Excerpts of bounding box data
+++++

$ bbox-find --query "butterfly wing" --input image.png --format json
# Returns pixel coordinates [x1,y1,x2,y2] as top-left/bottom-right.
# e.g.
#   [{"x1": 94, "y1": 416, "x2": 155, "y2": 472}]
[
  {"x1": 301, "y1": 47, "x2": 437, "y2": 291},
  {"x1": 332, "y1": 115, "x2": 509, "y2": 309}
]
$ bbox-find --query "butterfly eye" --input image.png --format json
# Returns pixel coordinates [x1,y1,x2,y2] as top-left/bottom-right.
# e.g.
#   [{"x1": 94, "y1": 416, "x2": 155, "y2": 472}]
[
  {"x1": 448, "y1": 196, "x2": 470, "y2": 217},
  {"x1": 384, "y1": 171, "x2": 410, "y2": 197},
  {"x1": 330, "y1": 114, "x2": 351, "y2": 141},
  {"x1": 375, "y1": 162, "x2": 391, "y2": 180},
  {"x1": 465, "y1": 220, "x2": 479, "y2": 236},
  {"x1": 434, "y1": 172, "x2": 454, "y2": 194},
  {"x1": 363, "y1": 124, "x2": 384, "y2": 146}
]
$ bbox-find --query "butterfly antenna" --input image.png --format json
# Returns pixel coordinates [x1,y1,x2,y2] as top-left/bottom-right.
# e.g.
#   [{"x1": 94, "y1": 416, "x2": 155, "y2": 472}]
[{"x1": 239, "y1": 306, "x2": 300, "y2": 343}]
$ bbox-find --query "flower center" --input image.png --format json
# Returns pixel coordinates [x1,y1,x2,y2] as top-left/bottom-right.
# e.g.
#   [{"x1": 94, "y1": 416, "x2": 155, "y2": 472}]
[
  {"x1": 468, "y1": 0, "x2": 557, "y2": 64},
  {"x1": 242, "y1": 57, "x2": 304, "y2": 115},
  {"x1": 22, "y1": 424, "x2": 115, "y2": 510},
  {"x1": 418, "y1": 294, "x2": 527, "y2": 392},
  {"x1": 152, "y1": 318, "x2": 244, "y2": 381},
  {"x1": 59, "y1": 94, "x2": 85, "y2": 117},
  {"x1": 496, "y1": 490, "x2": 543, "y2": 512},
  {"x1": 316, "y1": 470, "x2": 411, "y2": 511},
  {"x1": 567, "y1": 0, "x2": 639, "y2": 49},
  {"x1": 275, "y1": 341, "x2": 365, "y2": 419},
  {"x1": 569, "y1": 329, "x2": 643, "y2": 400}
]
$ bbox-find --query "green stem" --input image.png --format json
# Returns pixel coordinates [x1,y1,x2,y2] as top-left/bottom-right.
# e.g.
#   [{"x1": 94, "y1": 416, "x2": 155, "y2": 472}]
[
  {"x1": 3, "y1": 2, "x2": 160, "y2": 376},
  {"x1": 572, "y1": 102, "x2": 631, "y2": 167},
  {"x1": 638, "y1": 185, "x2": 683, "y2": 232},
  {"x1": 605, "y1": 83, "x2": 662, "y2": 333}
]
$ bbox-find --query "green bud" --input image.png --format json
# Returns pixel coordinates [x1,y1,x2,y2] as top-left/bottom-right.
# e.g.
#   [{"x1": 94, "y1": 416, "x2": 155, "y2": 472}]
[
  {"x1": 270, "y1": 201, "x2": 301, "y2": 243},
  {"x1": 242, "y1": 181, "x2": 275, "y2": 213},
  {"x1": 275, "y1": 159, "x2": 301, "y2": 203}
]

+++++

§ WHAT YOU SHOULD DO: Gather every line from the records above that contains the word "green".

§ TASK SOLUTION:
$ bbox-find --query "green stem" --input image.png --format json
$ bbox-find --query "green bud" --input image.png --format json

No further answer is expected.